▶ **What the task asks**: Change every occurrence of "instance" to "occurrence" in the entries below and reproduce them with all other text untouched. Omit the pictures from your output.

[Entries from a collection]
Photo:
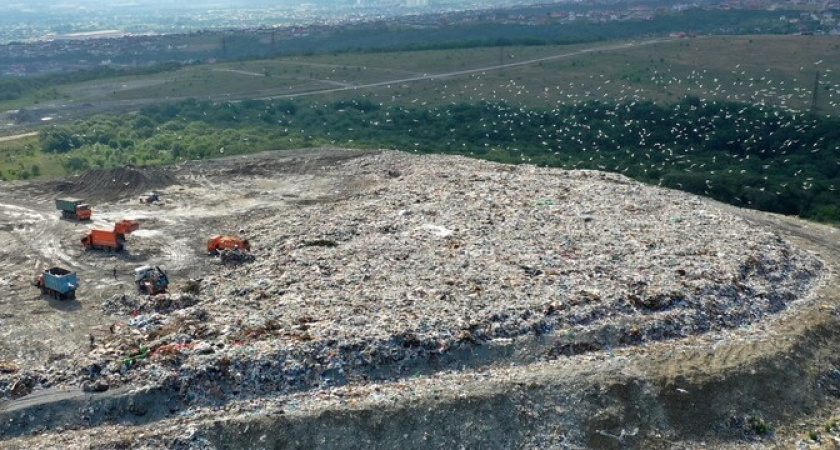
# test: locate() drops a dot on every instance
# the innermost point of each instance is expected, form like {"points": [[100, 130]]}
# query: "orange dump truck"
{"points": [[218, 243], [112, 240]]}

▶ **Worked solution**:
Photo:
# test: locate() drops a dot on every occurrence
# the innermost point of each occurrence is expected, form like {"points": [[100, 130]]}
# query: "orange dump truck"
{"points": [[218, 243], [112, 240]]}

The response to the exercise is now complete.